» Task set:
[a] In the blog post about the church youth night, how did the service end?
[b] Continue the blog post about the church youth night from where it stops.

» Selected excerpt:
↓

Monday, July 25, 2011

With Everything

     We had a youth night last night at our church and it was just amazing.  We were basically giving testimony of the wonders of God's work while we were at youth camp a few weeks ago.  The kids all lined up in the foyer high-fiving people as they came into church excited and pumped to being doing God's will.  They got up and danced for the congregation and we played a video and slide show showing some of the stuff done at camp.  The kids did a prayer warrior skit that entailed what they were prepared to do in God's army. I believe this was my favorite portion of the night, it was amazing. Afterwards we went into worship and then everyone gave their detailed testimony from camp and how God moved on their hearts.  The service ended with three baptisms.  All in all, a  phenomenal night.
     During camp we had 3 salvation's to Christ and 2 re-dedications.  I was reminded last night as it was my turn to speak about how we become spiritually dead sometimes.  It's like we go to church and somehow life gets in the way and instead of going to worship God, we go as a civic duty constantly looking at our watch wondering if it's over yet.  We forget to leave our baggage at the door and allow the will of the Lord to do His work.  I myself have felt that at times.  I work the media at church and sometimes with all the requirements of making sure the congregation gets the info they need, it's difficult to worship.  It's not always that way, but sometimes it feels that way.

↑

» Excerpted data:
↓

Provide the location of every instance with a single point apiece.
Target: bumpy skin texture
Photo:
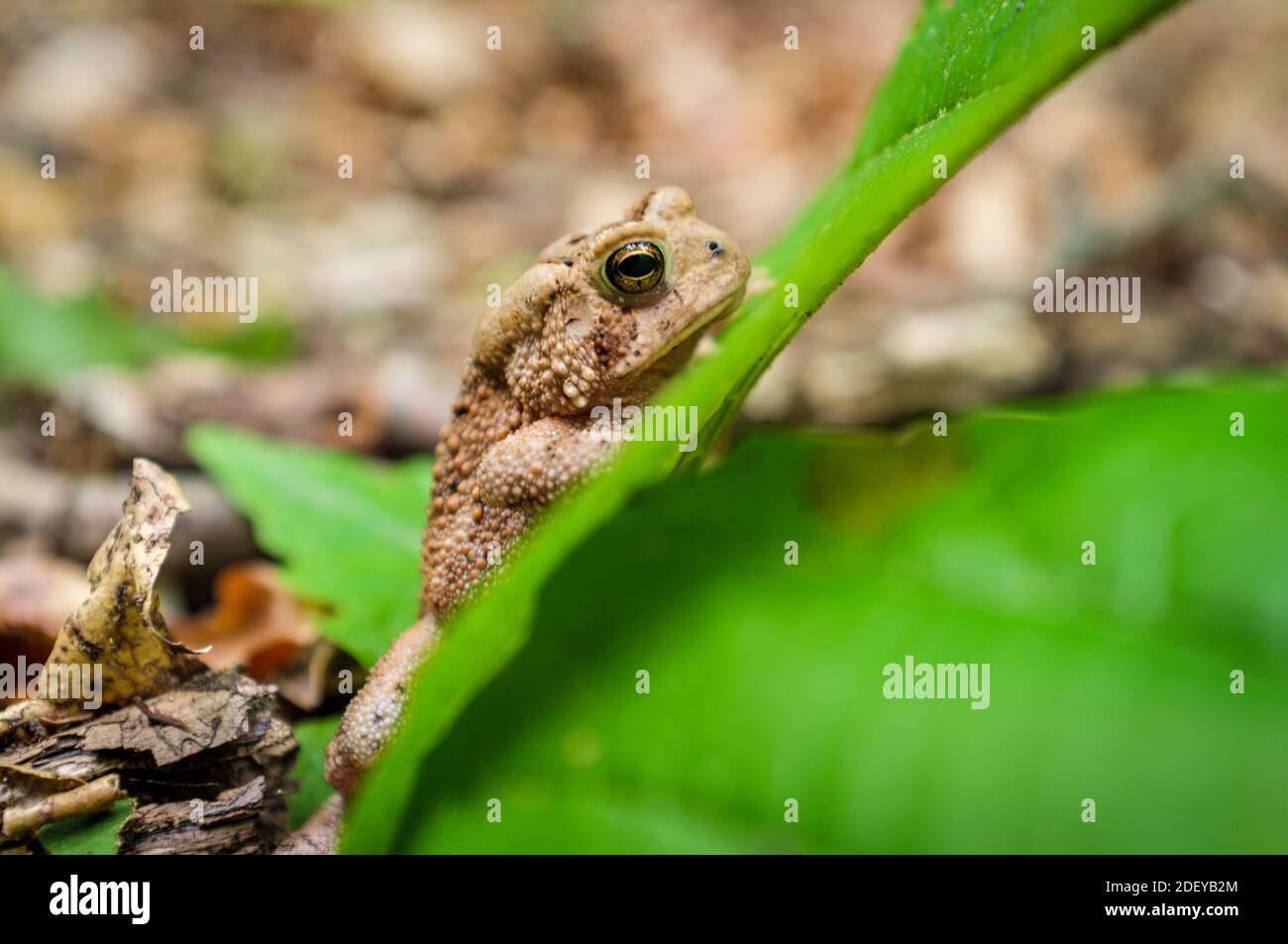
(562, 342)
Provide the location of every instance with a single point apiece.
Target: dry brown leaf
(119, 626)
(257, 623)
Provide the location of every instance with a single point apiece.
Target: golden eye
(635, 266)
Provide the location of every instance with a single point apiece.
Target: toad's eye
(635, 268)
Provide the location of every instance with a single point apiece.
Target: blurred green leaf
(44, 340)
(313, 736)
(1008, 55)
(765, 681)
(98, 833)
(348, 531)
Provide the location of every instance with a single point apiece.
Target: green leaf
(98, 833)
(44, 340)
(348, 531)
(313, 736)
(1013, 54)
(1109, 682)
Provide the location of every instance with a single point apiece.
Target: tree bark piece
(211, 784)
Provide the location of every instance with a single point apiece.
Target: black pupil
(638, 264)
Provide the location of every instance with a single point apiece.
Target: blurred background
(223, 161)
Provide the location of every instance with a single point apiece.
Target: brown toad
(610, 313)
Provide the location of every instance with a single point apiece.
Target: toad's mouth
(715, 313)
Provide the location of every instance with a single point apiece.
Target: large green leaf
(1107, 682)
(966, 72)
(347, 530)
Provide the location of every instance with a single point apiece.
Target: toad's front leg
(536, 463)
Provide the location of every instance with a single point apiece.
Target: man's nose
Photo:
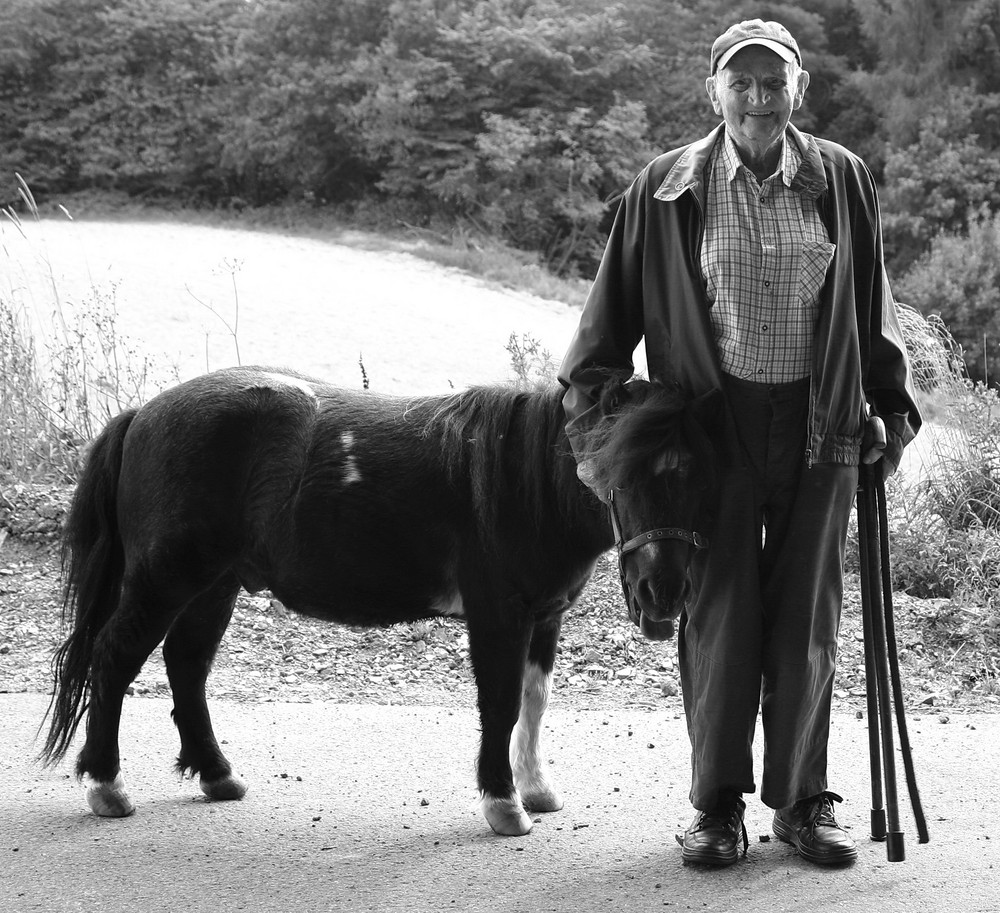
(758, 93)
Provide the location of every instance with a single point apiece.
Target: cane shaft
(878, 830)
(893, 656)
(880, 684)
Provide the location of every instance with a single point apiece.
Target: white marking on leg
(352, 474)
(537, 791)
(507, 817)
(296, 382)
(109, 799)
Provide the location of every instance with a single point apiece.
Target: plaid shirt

↑

» Answers per task:
[a] It ended with three baptisms.

[b]
     I sometimes feel as though some go to church to look good and feel good about themselves, but they never get involved with anything.  I was reminded at camp about "Love" and just how much it should be a part of every congregation.  The congregation should not only worship together and love God together, but they should love each other and help each other.  As I stood in worship services at camp and watched these teenagers go to the altar and pour their hearts out to God, it was amazing to see those who followed in droves to put hands on them to pray with them.  I remember one time I was up at the altar praying with two of our youth and all of a sudden I felt multiple hands on my back as I laid hands on the other two.  It was amazing the power that I felt course through as I felt God doing His work through me, and well, it was amazing.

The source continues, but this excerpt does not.